» Exercise description
Please write out all the data exactly as shown.

» Exercise material
>>>>

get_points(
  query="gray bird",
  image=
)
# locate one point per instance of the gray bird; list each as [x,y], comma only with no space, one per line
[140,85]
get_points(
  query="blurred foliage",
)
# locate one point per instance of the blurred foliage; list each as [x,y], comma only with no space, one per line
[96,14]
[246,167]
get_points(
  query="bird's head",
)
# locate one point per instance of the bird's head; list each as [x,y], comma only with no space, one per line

<<<<

» Result for this exercise
get_points(
  query="gray bird",
  image=
)
# locate one point per instance of the gray bird; list each as [x,y], comma only with no space, one per line
[140,85]
get_points(
  query="blurred foliage",
)
# locate one point per instance of the blurred foliage; list each as [x,y], comma only with no space, one per line
[96,14]
[246,167]
get_points(
  query="bird's head",
)
# locate one point per instance of the bird's head; list each as [x,y], comma only with no space, one per line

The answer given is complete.